# Exercise goal:
Which lines in the listing below contain the string "ripples", matching case? Return each of those lines.

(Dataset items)
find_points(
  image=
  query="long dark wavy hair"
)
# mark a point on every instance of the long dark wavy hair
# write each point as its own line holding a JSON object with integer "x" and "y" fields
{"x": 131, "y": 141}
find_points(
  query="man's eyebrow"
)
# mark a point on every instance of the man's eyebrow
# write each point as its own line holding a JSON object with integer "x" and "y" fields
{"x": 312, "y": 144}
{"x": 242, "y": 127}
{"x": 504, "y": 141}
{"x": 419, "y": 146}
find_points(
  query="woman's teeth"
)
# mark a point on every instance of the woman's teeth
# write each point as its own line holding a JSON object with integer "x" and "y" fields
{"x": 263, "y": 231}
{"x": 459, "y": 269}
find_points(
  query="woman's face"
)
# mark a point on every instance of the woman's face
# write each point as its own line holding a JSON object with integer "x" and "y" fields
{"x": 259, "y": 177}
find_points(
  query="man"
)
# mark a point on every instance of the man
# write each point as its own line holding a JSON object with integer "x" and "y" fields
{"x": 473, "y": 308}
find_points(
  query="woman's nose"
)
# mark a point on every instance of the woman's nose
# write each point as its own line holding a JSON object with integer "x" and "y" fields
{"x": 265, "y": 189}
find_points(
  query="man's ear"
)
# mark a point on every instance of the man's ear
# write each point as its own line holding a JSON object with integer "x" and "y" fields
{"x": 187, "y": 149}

...

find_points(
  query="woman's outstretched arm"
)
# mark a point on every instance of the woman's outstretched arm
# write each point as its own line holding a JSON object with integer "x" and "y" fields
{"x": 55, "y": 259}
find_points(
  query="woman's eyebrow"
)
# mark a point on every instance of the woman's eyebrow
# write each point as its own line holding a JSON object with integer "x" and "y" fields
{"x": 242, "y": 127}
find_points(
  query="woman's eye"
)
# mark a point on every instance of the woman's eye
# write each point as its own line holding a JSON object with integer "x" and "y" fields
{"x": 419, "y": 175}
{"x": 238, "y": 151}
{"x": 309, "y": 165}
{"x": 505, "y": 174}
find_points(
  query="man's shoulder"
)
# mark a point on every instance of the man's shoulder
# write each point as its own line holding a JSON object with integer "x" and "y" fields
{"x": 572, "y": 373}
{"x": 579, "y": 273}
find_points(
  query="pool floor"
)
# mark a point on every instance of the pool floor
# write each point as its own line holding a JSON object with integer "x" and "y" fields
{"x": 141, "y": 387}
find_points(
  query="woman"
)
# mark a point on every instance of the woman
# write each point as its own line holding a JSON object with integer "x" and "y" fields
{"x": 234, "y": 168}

---

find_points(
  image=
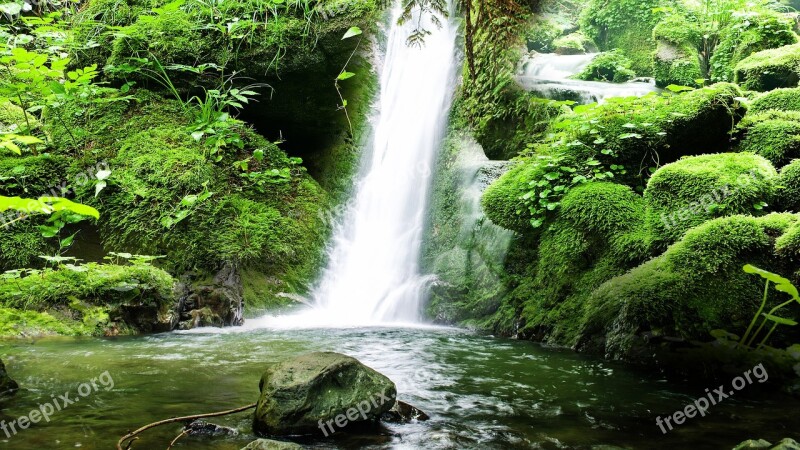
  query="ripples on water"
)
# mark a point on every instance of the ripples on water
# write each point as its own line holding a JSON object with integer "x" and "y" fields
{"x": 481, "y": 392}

# Task solution:
  query="ripples on water"
# mark a point on every instance of the ripples on water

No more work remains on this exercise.